------ Passage ------
Get started early in spring
The earlier you start, the more time your rhizomes have to develop so for the best results plant in September or October. Leave rhizomes to sprout on the window sill.
Avoid over-watering at the beginning
To prevent rhizomes from rotting it’s important to limit watering until the plants have developed a root system. Partially bury the rhizomes in the soil, ensuring they get plenty of light. Look out for sprouts which, depending on the weather should develop in about 3 weeks.
Provide quality soil
Provide a well-drained soil, rich with organic matter. A pH between 5.5 and 6.5 is ideal. Cultivate growing beds around 40 centimetres in depth and 1 metre across. If growing in a container purchase a good quality organic potting mix.
Grow in a frost-free position. If you live in a frost prone climate try growing in a container and move your turmeric to a sheltered position over winter. Plants thrive in temperatures between 20 and 25 degrees celcius.
------ Data section ------
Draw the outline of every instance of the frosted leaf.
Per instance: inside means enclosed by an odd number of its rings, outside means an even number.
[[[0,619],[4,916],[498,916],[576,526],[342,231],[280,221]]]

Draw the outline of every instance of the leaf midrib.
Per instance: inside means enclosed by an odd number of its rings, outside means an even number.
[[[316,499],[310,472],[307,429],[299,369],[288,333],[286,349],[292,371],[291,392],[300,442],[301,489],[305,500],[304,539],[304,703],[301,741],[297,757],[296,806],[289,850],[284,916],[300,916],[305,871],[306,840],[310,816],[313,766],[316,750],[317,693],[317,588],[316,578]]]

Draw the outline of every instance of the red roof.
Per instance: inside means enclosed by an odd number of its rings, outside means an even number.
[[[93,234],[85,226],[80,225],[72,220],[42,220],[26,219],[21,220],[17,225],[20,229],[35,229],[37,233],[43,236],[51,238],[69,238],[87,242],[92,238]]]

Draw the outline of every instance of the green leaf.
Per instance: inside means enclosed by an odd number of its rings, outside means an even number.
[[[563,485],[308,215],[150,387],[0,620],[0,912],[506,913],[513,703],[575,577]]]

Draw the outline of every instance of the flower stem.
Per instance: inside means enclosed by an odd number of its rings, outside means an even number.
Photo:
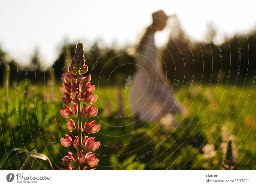
[[[77,81],[77,85],[78,89],[80,83]],[[79,91],[79,96],[81,97],[80,90]],[[81,111],[80,108],[80,101],[77,104],[77,111],[78,112],[78,148],[77,148],[77,157],[78,158],[78,155],[80,151],[82,150],[82,122],[81,119]],[[76,169],[78,170],[80,170],[80,162],[79,161],[76,161]]]

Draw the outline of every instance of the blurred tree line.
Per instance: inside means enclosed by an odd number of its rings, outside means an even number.
[[[237,72],[240,74],[238,82],[253,76],[256,69],[256,33],[237,35],[224,39],[214,24],[207,25],[206,39],[200,42],[191,39],[185,33],[178,19],[173,22],[169,42],[161,49],[163,66],[169,79],[178,78],[184,82],[234,83]],[[7,54],[1,50],[0,82],[3,84],[9,76],[11,82],[14,78],[24,79],[27,73],[32,83],[45,83],[53,79],[60,82],[67,71],[75,45],[67,44],[60,50],[59,58],[52,66],[44,68],[36,49],[29,64],[18,65],[13,59],[7,59]],[[85,58],[92,76],[99,77],[100,82],[118,83],[135,71],[134,57],[129,54],[127,48],[116,46],[100,47],[97,43],[89,50],[85,49]],[[241,49],[240,54],[238,49]],[[238,54],[241,66],[237,70]],[[26,72],[27,71],[27,72]],[[93,79],[96,81],[95,79]]]

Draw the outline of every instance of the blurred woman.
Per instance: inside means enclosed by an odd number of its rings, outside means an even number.
[[[167,117],[169,124],[172,120],[169,114],[181,112],[179,102],[173,97],[175,87],[179,85],[179,80],[174,80],[175,85],[169,82],[155,44],[155,33],[164,28],[168,17],[161,10],[153,13],[152,17],[153,23],[147,28],[137,50],[137,70],[131,84],[131,107],[132,114],[140,120],[163,120]]]

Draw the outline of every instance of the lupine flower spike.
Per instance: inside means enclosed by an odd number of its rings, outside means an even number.
[[[73,140],[71,137],[66,134],[65,138],[60,140],[60,143],[65,147],[72,147],[70,146],[73,144],[73,146],[77,150],[76,156],[74,156],[75,158],[69,151],[68,152],[68,156],[64,157],[61,164],[65,167],[60,169],[62,170],[79,170],[81,164],[86,163],[89,166],[92,167],[99,162],[99,159],[96,158],[92,152],[84,154],[84,150],[82,150],[85,148],[89,151],[95,151],[99,148],[100,144],[99,142],[95,142],[95,137],[87,136],[85,136],[82,141],[83,132],[88,134],[94,134],[100,128],[100,125],[95,125],[95,120],[91,122],[88,120],[86,120],[84,127],[82,127],[82,116],[84,117],[87,116],[93,117],[96,116],[98,112],[98,109],[94,108],[94,105],[92,104],[97,100],[98,96],[92,96],[95,87],[92,85],[91,75],[83,74],[88,71],[88,67],[84,60],[84,53],[83,43],[78,42],[75,56],[68,68],[69,73],[66,74],[64,77],[65,87],[62,87],[60,89],[60,91],[65,95],[62,98],[63,103],[69,105],[69,106],[65,105],[65,109],[60,111],[61,116],[68,118],[73,114],[78,118],[77,128],[75,121],[71,119],[70,119],[69,123],[67,124],[68,130],[70,132],[77,131],[78,135],[76,136]],[[83,104],[81,108],[82,102],[85,104]],[[87,104],[89,105],[87,105],[86,108]],[[76,163],[75,166],[72,166],[73,162]],[[88,167],[86,166],[83,168],[84,170],[87,169]],[[91,170],[95,169],[94,168]]]

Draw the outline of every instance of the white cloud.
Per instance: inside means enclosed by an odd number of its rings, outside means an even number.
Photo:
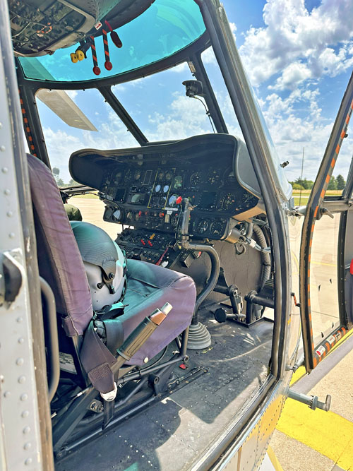
[[[183,139],[196,134],[212,133],[205,108],[197,100],[179,93],[166,109],[165,114],[155,112],[148,117],[150,141]]]
[[[325,119],[318,105],[318,89],[300,87],[286,98],[277,93],[262,100],[261,108],[282,162],[289,160],[285,172],[289,180],[300,176],[305,148],[304,176],[314,179],[328,141],[333,120]],[[301,110],[305,113],[301,116]],[[347,175],[352,157],[353,138],[345,139],[334,174]]]
[[[293,62],[283,71],[282,76],[279,77],[275,85],[269,86],[269,88],[285,90],[289,88],[293,90],[297,85],[307,78],[311,77],[311,71],[301,62]]]
[[[304,0],[268,0],[263,21],[246,32],[239,49],[255,85],[282,72],[274,88],[293,89],[353,64],[352,0],[326,0],[310,13]]]

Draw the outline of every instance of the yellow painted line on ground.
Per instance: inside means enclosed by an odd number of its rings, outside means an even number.
[[[283,471],[283,468],[281,466],[281,463],[278,461],[277,456],[275,455],[275,452],[269,446],[267,449],[267,454],[270,458],[270,461],[272,463],[272,465],[276,471]]]
[[[325,262],[316,262],[313,261],[311,261],[311,263],[313,263],[313,265],[325,265],[325,266],[334,266],[337,267],[337,263],[325,263]]]
[[[277,429],[353,471],[353,424],[340,415],[288,399]]]

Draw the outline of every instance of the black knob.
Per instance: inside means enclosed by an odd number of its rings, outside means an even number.
[[[217,322],[222,323],[227,321],[227,311],[224,307],[219,307],[215,311],[215,318]]]

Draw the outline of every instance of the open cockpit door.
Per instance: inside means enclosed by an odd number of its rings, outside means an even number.
[[[342,193],[326,194],[341,145],[347,136],[352,110],[353,74],[309,197],[303,222],[299,291],[304,364],[308,373],[352,327],[353,285],[350,285],[353,270],[349,267],[353,241],[346,238],[349,225],[353,227],[352,165]]]

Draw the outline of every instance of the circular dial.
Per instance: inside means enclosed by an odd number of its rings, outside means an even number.
[[[112,217],[113,210],[112,208],[107,208],[104,213],[104,219],[109,220]]]
[[[211,224],[210,232],[214,236],[219,237],[223,235],[223,232],[225,232],[225,222],[220,219],[216,219]]]
[[[210,222],[207,219],[201,219],[196,225],[196,230],[199,234],[204,234],[208,229]]]
[[[175,202],[178,199],[178,195],[172,195],[172,196],[169,197],[169,199],[168,200],[168,206],[169,208],[173,208],[174,206],[176,205]]]
[[[222,207],[225,210],[228,210],[231,208],[232,205],[235,203],[235,196],[232,193],[228,193],[223,197]]]
[[[253,201],[254,196],[251,193],[245,193],[241,198],[246,206],[249,206]]]
[[[139,180],[140,178],[141,177],[141,171],[140,170],[136,170],[135,173],[133,174],[133,179],[135,180]]]
[[[190,177],[190,184],[192,186],[196,186],[196,185],[198,185],[201,181],[201,174],[199,172],[195,172],[194,173],[192,174],[191,177]]]
[[[220,179],[220,175],[216,169],[210,169],[208,175],[208,181],[210,185],[217,183]]]
[[[115,185],[118,185],[118,184],[120,183],[120,181],[121,181],[122,177],[123,177],[123,172],[117,172],[115,174],[115,176],[114,176],[114,181],[113,181],[113,183],[114,183]]]
[[[178,189],[178,188],[181,188],[183,186],[183,177],[181,175],[176,175],[176,177],[174,178],[174,184],[173,185],[174,188]]]
[[[116,221],[119,221],[120,220],[121,217],[121,211],[120,210],[120,208],[117,208],[113,213],[113,219],[115,220]]]

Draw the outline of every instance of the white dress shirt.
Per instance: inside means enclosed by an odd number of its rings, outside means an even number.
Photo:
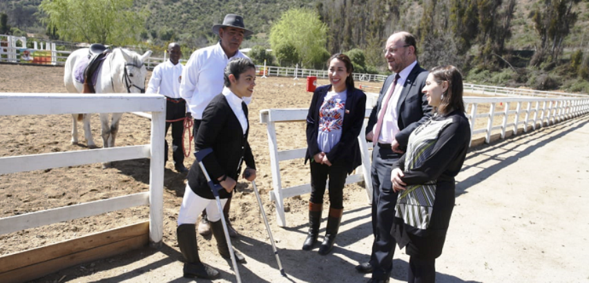
[[[170,60],[162,63],[153,68],[145,93],[159,93],[170,98],[180,98],[182,75],[182,64],[180,62],[175,65]]]
[[[385,113],[385,117],[383,118],[383,127],[380,128],[380,135],[378,137],[378,142],[380,144],[392,144],[393,140],[395,139],[395,135],[400,130],[398,123],[397,123],[399,117],[398,113],[397,113],[397,105],[399,102],[399,98],[403,91],[405,81],[407,81],[407,77],[409,77],[409,74],[411,73],[412,70],[413,70],[416,65],[417,65],[417,61],[414,61],[411,65],[403,69],[399,72],[399,78],[397,79],[395,91],[392,95],[390,100],[389,100],[387,113]],[[385,93],[389,93],[392,87],[393,84],[391,84]],[[380,111],[383,111],[384,108],[384,107],[380,107]],[[380,113],[379,111],[378,115],[376,117],[380,117]],[[372,128],[372,133],[374,133],[376,128],[376,125],[374,125],[374,127]]]
[[[225,99],[229,103],[229,106],[231,107],[233,113],[235,113],[238,119],[240,120],[243,134],[245,135],[245,132],[247,130],[247,119],[245,117],[245,113],[243,112],[243,107],[241,105],[242,102],[244,102],[243,99],[235,95],[235,93],[231,92],[231,90],[226,87],[223,88],[223,91],[221,93],[225,96]]]
[[[194,119],[202,119],[202,111],[213,97],[221,93],[224,86],[223,72],[233,58],[249,59],[239,50],[231,58],[227,58],[221,41],[199,49],[191,55],[182,71],[180,96],[186,99]],[[249,99],[244,101],[249,102]]]

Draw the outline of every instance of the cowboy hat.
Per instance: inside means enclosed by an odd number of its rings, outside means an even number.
------
Your objective: List every short heading in the turmeric growing tips above.

Task answer:
Get started early in spring
Avoid over-watering at the beginning
Provide quality soil